→ **Extract provided**
Current through August 26, 2024
(1) NOTICE. Notice of a final revocation
hearing shall be sent by the division within 5 days of receipt of a hearing
request from the department to the offender, the offender's attorney, if any,
and the department's representative. The notice shall include:
(a) The date, time, and place of the
hearing;
(b) The conduct that the
client is alleged to have committed and the rule or condition that the offender
is alleged to have violated;
(c) A
statement of the rights established under sub. (2);
(d) Unless otherwise confidential or
disclosure would threaten the safety of a witness or another, a list of the
potential evidence and potential witnesses to be considered at the hearing
which may include any of the following:
1. Any
documents.
2. Any physical or
chemical evidence.
3. Results of a
breathalyzer test.
4. Any
statements by the offender.
5.
Police reports regarding the allegation.
6. Warrants issued.
7. Photographs.
8. Witness statements.
(e) A statement that whatever information or
evidence is in the possession of the department is available from the
department for inspection unless otherwise confidential;
(f) In parole revocation cases:
1. The department's recommendation for
forfeiture of good time and any sentence credit in accordance with s.
973.155, Stats.;
or
2. The department's
recommendation for a period of reincarceration and any sentence credit in
accordance with statutes.
(g) In extended supervision cases under s.
302.113(9) (am), Stats., the department's recommended
period of reconfinement.

→ **Entries supplied**
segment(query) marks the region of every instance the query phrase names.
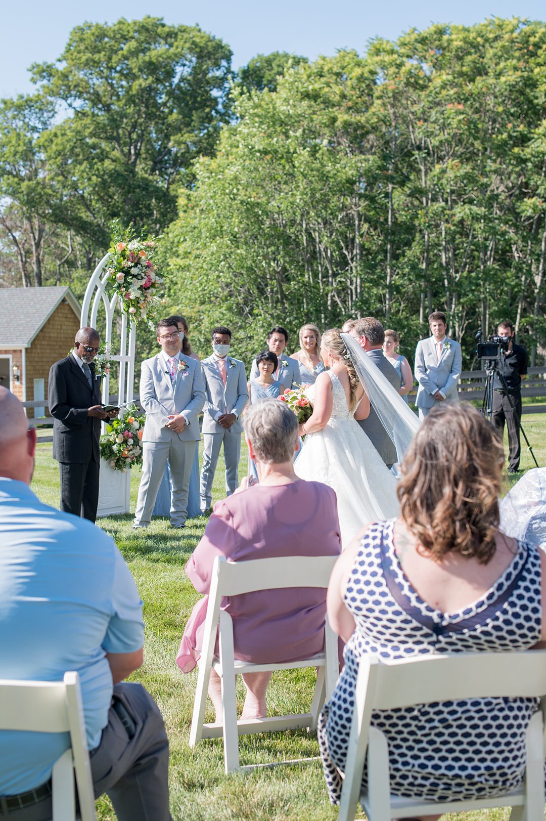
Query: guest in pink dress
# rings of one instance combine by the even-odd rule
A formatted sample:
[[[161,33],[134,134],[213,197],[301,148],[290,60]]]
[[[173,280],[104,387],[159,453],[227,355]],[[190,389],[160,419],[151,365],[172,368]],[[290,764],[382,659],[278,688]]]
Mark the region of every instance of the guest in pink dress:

→ **Work instructions**
Please answer from the revocation hearing notice rule: how many days does the division have to send notice of a final revocation hearing after receiving a hearing request from the department? The records aren't needed for this.

→ **Answer to the exercise**
The division must send the notice within 5 days of receiving the request.